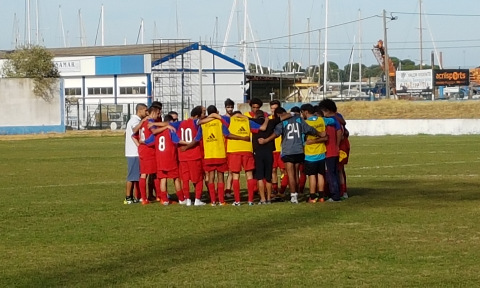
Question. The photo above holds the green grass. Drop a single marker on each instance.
(412, 220)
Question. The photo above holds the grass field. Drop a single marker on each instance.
(411, 221)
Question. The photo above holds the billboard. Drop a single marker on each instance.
(451, 77)
(414, 83)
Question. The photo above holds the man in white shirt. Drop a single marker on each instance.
(131, 152)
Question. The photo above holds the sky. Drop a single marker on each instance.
(450, 27)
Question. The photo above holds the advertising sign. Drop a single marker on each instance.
(451, 77)
(414, 83)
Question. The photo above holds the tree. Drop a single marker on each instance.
(33, 62)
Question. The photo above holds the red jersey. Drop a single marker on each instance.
(166, 150)
(187, 131)
(145, 150)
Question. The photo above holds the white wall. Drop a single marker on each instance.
(22, 112)
(413, 127)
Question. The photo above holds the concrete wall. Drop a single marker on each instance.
(21, 112)
(413, 127)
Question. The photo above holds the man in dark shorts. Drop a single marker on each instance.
(263, 154)
(292, 129)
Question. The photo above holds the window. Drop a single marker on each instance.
(73, 91)
(100, 91)
(133, 90)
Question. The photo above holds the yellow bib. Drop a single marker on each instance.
(278, 140)
(318, 148)
(240, 127)
(213, 140)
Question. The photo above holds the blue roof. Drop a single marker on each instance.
(196, 46)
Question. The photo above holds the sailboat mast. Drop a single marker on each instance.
(325, 65)
(421, 37)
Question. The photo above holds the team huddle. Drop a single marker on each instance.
(307, 141)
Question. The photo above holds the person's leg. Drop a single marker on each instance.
(332, 178)
(221, 187)
(211, 187)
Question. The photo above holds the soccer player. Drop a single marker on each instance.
(314, 153)
(277, 160)
(229, 106)
(165, 141)
(263, 155)
(212, 135)
(291, 128)
(240, 154)
(334, 134)
(191, 160)
(131, 153)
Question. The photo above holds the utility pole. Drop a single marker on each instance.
(386, 59)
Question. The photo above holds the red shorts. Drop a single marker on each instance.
(171, 174)
(148, 165)
(192, 170)
(241, 159)
(219, 165)
(277, 161)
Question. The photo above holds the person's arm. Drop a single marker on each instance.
(139, 125)
(194, 141)
(209, 118)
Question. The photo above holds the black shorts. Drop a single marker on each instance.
(263, 166)
(295, 158)
(314, 168)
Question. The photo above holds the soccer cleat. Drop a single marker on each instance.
(293, 198)
(315, 200)
(198, 202)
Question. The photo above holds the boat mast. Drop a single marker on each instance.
(325, 65)
(421, 37)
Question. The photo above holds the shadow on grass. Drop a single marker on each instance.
(116, 267)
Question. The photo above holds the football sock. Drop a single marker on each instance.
(137, 190)
(163, 196)
(156, 182)
(284, 184)
(275, 188)
(180, 195)
(143, 188)
(251, 188)
(221, 192)
(211, 190)
(198, 190)
(236, 189)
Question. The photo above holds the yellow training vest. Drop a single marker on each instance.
(213, 140)
(240, 127)
(318, 148)
(278, 140)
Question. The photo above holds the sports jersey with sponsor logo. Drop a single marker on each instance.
(146, 149)
(315, 152)
(187, 131)
(166, 150)
(212, 135)
(331, 144)
(242, 127)
(278, 140)
(292, 130)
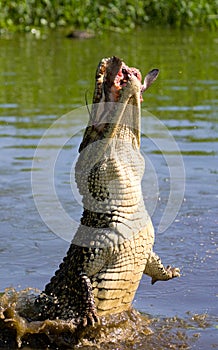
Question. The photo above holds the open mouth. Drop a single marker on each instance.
(122, 79)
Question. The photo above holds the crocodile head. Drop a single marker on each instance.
(117, 87)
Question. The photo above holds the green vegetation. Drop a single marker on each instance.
(102, 14)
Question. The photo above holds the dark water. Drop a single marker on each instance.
(42, 80)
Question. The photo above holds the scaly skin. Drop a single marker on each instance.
(113, 245)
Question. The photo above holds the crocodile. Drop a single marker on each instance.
(113, 245)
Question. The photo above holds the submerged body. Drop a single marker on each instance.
(113, 245)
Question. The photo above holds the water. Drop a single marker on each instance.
(43, 79)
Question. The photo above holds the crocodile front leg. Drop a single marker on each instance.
(155, 269)
(90, 313)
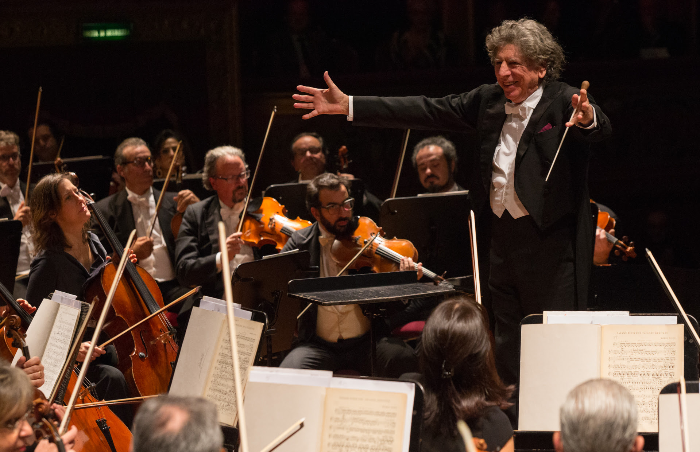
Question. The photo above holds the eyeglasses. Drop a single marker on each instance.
(334, 209)
(302, 151)
(140, 162)
(241, 177)
(7, 157)
(14, 424)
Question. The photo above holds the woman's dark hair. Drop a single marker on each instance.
(45, 204)
(457, 361)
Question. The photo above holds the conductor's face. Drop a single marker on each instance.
(517, 77)
(231, 180)
(335, 213)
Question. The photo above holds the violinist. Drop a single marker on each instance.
(13, 206)
(197, 249)
(16, 396)
(435, 160)
(67, 254)
(134, 207)
(337, 337)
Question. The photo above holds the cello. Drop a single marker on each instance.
(146, 355)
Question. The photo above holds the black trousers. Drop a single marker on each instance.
(530, 271)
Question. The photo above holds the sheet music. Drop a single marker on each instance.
(220, 386)
(356, 420)
(643, 358)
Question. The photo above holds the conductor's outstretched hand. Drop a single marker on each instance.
(330, 101)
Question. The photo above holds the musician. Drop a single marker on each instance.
(134, 208)
(460, 380)
(197, 247)
(13, 206)
(598, 415)
(540, 256)
(67, 254)
(435, 160)
(337, 337)
(16, 397)
(174, 424)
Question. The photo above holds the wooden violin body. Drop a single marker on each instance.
(273, 227)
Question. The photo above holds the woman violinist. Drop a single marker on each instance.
(16, 397)
(67, 254)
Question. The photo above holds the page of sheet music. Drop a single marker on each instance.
(643, 358)
(220, 386)
(356, 420)
(58, 345)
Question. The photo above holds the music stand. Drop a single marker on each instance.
(262, 285)
(10, 241)
(293, 198)
(94, 172)
(369, 290)
(437, 225)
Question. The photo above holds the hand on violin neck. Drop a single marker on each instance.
(34, 369)
(330, 101)
(97, 351)
(184, 198)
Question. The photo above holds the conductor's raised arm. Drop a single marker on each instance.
(330, 101)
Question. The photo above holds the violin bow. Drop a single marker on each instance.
(228, 293)
(255, 174)
(585, 86)
(162, 192)
(395, 187)
(95, 336)
(31, 152)
(475, 257)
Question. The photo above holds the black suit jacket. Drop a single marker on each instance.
(566, 192)
(119, 215)
(5, 208)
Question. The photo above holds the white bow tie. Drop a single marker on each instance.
(8, 192)
(517, 110)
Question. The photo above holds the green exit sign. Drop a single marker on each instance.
(116, 31)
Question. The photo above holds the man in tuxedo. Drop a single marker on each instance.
(337, 337)
(134, 207)
(13, 206)
(541, 239)
(197, 249)
(435, 160)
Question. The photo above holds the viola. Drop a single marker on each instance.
(381, 256)
(99, 429)
(146, 355)
(269, 225)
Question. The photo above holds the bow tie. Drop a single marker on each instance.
(325, 241)
(142, 201)
(516, 110)
(8, 192)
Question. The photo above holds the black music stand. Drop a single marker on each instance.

■ **WHAT YOU WILL DO**: Could you give all of the data again exactly as written, omitting any pictures?

■ **ANSWER TO THIS TASK**:
Question. The photo above holds the green grass. Drop a single marker on each instance.
(412, 220)
Question. The photo above holds the grass field. Drop a single marker on each instance.
(411, 221)
Question. The photo above holds the billboard. Drop a single marker on each instance.
(451, 77)
(414, 83)
Question. The photo above holds the man in white shirt. Drop a single marker on each instance.
(131, 152)
Question. The photo above holds the sky. Drop a single marker on each instance.
(450, 27)
Question. The photo above holds the advertising sign. Drop a single marker on each instance.
(451, 77)
(414, 83)
Question. The photo above holds the tree. Drop a single marker on each instance.
(33, 62)
Question. The photo above holds the red jersey. Drop a single marker on each instance.
(166, 150)
(187, 131)
(145, 150)
Question. The photo above holds the white wall. Drop a single marker on each instance.
(22, 112)
(413, 127)
Question. The photo above holds the concrete wall. Drop a single marker on each instance.
(21, 112)
(413, 127)
Question. The photo above holds the man in dark shorts. Drop a single marker on each instance.
(263, 154)
(292, 129)
Question. The photo above holds the window. Drop a single marker on each instance.
(73, 91)
(100, 91)
(133, 90)
Question. The photo above holds the yellow bib. Drop a single marker on each instance.
(278, 140)
(318, 148)
(240, 127)
(213, 140)
Question. The photo above holds the blue roof. Drop a single marker on each instance.
(196, 46)
Question. The photo above holds the sailboat mast. Drop a single marker on each instance.
(325, 65)
(421, 37)
Question. The photo above holds the team huddle. Drop a single marker on each instance.
(307, 141)
Question. The photo above holds the person's leg. Drop a single marker on each instance.
(332, 178)
(221, 187)
(211, 187)
Question. The photo above holds the soccer player. Drop a single marker on each instance.
(314, 153)
(277, 160)
(229, 106)
(165, 141)
(263, 155)
(212, 135)
(291, 128)
(240, 154)
(334, 134)
(191, 160)
(131, 153)
Question. The photo above holds the utility pole. Drop a single marker on each instance.
(386, 59)
Question. The photo above holds the red shorts. Drop a single marker on each instance.
(171, 174)
(148, 165)
(192, 170)
(241, 159)
(219, 165)
(277, 161)
Question. The photo above holds the person's arm. Drop a single marker on each instance.
(139, 125)
(194, 141)
(209, 118)
Question. The photo above holds the black shorts. Drop a single marker on each instance.
(263, 166)
(295, 158)
(314, 168)
Question. The photo above holds the soccer cleat. Drop a single marker on each instance.
(293, 198)
(315, 200)
(198, 202)
Question. The photo above holds the boat mast. Drop a single marker on each instance.
(325, 65)
(421, 37)
Question. The photo above holds the shadow on grass. Drop a single marker on each instance.
(116, 267)
Question. The photo above holds the football sock. Drop a single marker on each instance.
(137, 190)
(163, 196)
(156, 182)
(284, 184)
(275, 188)
(180, 195)
(143, 188)
(251, 188)
(221, 192)
(211, 190)
(198, 190)
(236, 189)
Question. The photo above holds the yellow training vest. Drop a single marker on each instance.
(213, 140)
(240, 127)
(318, 148)
(278, 140)
Question. The photo above holds the sports jersey with sponsor logo. Drop a single marker on each instance.
(146, 149)
(315, 152)
(187, 131)
(166, 150)
(212, 135)
(331, 144)
(242, 127)
(278, 140)
(292, 130)
Question. The photo above holds the open mouth. Drop a single marker on each instance.
(122, 79)
Question. The photo above holds the crocodile head. Drop a single marker on each instance.
(117, 87)
Question. The photo above holds the green vegetation. Drop a single marker on each instance.
(102, 14)
Question. The photo above holds the dark water. Drop a single marker on each instance.
(42, 80)
Question. The photo above holds the scaly skin. Drop a single marker on each instance.
(113, 245)
Question. The photo above holds the crocodile. Drop a single marker on each instance.
(113, 245)
Question. The photo above holds the submerged body. Drop a single marker on each instance.
(113, 245)
Question. The photo above holds the water. Drop a single marker on each instance.
(43, 79)
Question. The photo above holds the crocodile front leg. Drop a single marker on each instance.
(155, 269)
(90, 313)
Question. The photo above holds the eyeglasses. Drop a single marker on each instance.
(334, 209)
(302, 151)
(140, 162)
(241, 177)
(7, 157)
(14, 424)
Question. The photo above holds the woman's dark hair. Drop a single marker on each instance.
(45, 204)
(457, 361)
Question. The photo above holds the conductor's face. Drop a single marker on each instance.
(517, 77)
(231, 180)
(335, 213)
Question. The photo above holds the violinist. Drop a single marker on each instance.
(13, 206)
(197, 249)
(16, 396)
(435, 160)
(67, 254)
(134, 207)
(337, 337)
Question. The photo above holds the cello. Drop a single marker on each instance.
(146, 355)
Question. The photo above holds the black trousers. Drop a single marker on each instance.
(530, 271)
Question. The photo above holds the sheet music. Drop a single marker on each instance.
(220, 386)
(356, 420)
(643, 358)
Question. The photo above holds the conductor's outstretched hand. Drop a single marker on each instance.
(330, 101)
Question. The photo above holds the musician. Drop a single marker on each instance.
(134, 208)
(460, 380)
(197, 247)
(13, 206)
(598, 415)
(540, 256)
(67, 254)
(435, 160)
(337, 337)
(16, 397)
(174, 424)
Question. The photo above holds the wooden violin body. Drop a single marker on each instance.
(273, 227)
Question. The photo above holds the woman violinist. Drop a single marker on each instance.
(16, 397)
(67, 254)
Question. The photo above holds the page of sheet music. Drop a single marker on each instance.
(643, 358)
(220, 386)
(356, 420)
(58, 345)
Question. The photo above holds the music stand. Drop a single marker on each instance.
(262, 285)
(10, 241)
(293, 198)
(94, 172)
(369, 290)
(437, 225)
Question. The photo above holds the hand on violin neck. Drop a single marker on each instance.
(34, 369)
(330, 101)
(97, 351)
(184, 198)
Question. The photo above holds the conductor's raised arm. Drop a single marker on each instance.
(330, 101)
Question. The photo above holds the violin bow. Drop a single marker on each instance.
(228, 293)
(255, 174)
(585, 86)
(162, 192)
(395, 187)
(95, 336)
(31, 152)
(475, 257)
Question. The photo above holds the black suit jacket. Drop a single marker on each instance.
(566, 192)
(119, 215)
(5, 208)
Question. The photo above holds the white bow tie. Drop a single marker on each instance.
(8, 192)
(517, 110)
Question. The photo above holds the green exit sign. Drop a single marker on each instance.
(116, 31)
Question. The photo above holds the man in tuxedo. Drop a single marker on each instance.
(337, 337)
(134, 207)
(13, 206)
(541, 239)
(197, 249)
(435, 160)
Question. The photo above holds the viola. Drop a single marker on each instance.
(381, 256)
(99, 429)
(146, 355)
(269, 225)
Question. The photo above holds the bow tie. Drop a single marker on each instance.
(325, 241)
(142, 201)
(516, 110)
(8, 192)
Question. The photo above holds the black music stand. Drop a single marker on each instance.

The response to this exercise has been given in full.